▶ _WHAT IS NEEDED_
Copy the data from the line that contains "Q: Pick out each instance of the smartphone" to its last line, exactly, including both of those lines and leaving out everything before.

------------------------

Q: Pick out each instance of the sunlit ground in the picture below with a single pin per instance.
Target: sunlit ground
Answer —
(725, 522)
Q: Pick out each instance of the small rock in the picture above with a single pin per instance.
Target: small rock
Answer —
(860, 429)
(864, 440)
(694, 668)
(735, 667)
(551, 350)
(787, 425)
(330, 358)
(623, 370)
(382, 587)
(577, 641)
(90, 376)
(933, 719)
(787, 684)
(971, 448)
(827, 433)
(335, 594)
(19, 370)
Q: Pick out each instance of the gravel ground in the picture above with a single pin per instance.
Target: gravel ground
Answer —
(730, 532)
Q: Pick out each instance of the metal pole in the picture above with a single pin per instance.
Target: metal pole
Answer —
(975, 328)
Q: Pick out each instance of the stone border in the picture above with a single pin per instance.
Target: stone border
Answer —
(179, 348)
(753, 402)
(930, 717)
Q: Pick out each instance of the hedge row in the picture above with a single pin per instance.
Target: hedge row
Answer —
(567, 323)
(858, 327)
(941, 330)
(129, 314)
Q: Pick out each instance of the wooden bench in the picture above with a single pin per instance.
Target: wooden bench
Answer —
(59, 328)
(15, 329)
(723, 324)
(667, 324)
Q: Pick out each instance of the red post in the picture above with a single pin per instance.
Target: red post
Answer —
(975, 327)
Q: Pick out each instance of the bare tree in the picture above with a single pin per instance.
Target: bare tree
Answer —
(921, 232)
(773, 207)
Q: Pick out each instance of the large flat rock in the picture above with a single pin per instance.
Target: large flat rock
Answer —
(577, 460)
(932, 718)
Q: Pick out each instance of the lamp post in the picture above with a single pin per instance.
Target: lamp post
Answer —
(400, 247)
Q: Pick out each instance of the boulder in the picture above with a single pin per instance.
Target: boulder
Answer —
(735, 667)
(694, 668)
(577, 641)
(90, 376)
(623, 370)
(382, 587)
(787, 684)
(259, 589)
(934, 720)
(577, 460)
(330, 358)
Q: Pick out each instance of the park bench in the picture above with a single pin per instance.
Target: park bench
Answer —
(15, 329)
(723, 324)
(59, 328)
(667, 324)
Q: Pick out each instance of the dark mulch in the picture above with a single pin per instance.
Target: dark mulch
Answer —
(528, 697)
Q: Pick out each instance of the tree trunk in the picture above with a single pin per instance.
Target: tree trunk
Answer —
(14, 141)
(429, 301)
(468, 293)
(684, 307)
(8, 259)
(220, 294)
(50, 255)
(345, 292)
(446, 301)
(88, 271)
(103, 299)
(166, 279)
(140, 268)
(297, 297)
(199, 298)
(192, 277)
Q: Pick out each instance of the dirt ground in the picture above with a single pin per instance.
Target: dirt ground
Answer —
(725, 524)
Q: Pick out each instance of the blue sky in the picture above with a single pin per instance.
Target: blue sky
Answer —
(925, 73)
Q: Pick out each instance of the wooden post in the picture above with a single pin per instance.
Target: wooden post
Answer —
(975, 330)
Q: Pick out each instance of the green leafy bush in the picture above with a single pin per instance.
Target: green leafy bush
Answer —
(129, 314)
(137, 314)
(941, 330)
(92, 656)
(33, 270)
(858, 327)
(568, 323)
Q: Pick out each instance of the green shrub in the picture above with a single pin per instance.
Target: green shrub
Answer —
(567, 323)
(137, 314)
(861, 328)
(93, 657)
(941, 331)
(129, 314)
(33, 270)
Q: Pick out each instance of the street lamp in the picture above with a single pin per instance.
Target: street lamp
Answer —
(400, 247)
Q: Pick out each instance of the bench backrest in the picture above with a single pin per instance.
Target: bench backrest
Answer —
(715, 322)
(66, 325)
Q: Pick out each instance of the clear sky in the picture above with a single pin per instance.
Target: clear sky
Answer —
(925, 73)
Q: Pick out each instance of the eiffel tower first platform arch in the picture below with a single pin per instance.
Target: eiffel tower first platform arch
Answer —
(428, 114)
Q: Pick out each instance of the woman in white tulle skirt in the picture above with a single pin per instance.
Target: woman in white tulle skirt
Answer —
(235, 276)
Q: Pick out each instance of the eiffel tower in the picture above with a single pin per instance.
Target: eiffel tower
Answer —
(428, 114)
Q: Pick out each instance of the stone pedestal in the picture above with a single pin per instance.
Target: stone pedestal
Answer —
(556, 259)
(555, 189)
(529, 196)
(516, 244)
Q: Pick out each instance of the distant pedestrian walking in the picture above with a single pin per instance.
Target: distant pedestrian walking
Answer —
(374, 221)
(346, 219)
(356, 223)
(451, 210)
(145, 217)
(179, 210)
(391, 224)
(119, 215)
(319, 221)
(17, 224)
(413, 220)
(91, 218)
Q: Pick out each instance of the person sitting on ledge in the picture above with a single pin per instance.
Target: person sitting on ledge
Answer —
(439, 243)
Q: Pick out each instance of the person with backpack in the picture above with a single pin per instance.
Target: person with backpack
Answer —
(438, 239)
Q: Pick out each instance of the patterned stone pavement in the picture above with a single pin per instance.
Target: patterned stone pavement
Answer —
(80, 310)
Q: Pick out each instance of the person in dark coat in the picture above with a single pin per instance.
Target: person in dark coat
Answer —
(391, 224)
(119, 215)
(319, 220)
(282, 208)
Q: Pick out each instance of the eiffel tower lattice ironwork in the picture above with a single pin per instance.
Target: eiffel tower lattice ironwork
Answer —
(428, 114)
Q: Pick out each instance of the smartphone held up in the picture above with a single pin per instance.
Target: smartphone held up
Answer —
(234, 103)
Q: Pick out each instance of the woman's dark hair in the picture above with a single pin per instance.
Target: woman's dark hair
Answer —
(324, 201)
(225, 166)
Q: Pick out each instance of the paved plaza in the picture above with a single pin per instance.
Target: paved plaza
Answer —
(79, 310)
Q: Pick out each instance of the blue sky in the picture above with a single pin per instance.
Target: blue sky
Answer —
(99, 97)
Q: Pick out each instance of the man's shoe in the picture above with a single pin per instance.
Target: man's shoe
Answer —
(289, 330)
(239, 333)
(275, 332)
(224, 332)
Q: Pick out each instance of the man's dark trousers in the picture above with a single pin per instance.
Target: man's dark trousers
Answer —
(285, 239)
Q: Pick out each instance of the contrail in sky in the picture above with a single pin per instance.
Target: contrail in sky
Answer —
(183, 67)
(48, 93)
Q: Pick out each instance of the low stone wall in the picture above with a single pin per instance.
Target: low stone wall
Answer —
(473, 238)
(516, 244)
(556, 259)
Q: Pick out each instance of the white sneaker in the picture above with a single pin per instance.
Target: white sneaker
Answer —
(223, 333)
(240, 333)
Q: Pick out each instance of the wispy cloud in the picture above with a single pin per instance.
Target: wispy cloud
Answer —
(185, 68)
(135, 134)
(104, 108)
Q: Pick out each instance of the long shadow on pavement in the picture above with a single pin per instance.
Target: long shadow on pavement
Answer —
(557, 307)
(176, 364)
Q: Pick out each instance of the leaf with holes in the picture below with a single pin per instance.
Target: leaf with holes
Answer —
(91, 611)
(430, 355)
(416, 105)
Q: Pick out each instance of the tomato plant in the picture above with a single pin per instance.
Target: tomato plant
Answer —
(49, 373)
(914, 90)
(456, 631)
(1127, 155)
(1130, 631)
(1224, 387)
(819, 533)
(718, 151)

------------------------

▶ _FINISHED EXERCISE_
Q: Pick out each instance of the smartphone held up in the picture above with a single pin per instance.
Target: smartphone held up
Answer —
(234, 103)
Q: Pick out each instance of the woman's dark hair in the picture above with a single pin per instance.
Target: woman's dark hair
Answer —
(324, 201)
(225, 166)
Q: Pick out each instance of the paved plaza in the picture above with a single pin per instance.
Target: paved plaza
Answer —
(79, 310)
Q: Pick out each instance of the blue sky in the picture above with a single pin per instance.
Target: blue sky
Answer —
(99, 97)
Q: Pick out each instance of the man's shoe in the picture above with a single pin per instance.
Target: man's shoe
Answer —
(289, 330)
(239, 333)
(275, 332)
(224, 332)
Q: Pick out each instance of the man's dark trousers in the picture above with a single pin per instance.
Target: man's dark trousers
Answer —
(285, 239)
Q: Pick out each instance of the contrail in sky in the picture above with a single pin per instance.
Target: contrail in sky
Answer —
(183, 67)
(48, 93)
Q: Pick out each instance of the low stone wall in the picture above with a single pin per instance.
Target: low stone wall
Answer —
(473, 238)
(516, 244)
(556, 259)
Q: Pick out each instance of the white sneaker in the picture above with a single pin per instance.
Target: white sneaker
Answer —
(223, 333)
(240, 333)
Q: Pick out each instance of the wispy cloud in the picture above with a single pin per instance.
Target: wispy cloud
Answer —
(185, 68)
(135, 134)
(104, 108)
Q: Pick out each instance of the long shadow on pavement in the picture above with a single pin per instance.
Target: long shadow on pavement
Answer —
(557, 307)
(176, 364)
Q: Pick out each instance of the leaf with holes in the picture below with a single pin per instance.
Target: leaf with holes
Answer —
(91, 611)
(430, 355)
(416, 105)
Q: Pick out each instance of the tomato plant in the picture above with a single pin per instance.
Target: tomato plant
Answer —
(49, 373)
(914, 90)
(456, 631)
(1127, 155)
(1130, 631)
(1224, 387)
(819, 533)
(718, 151)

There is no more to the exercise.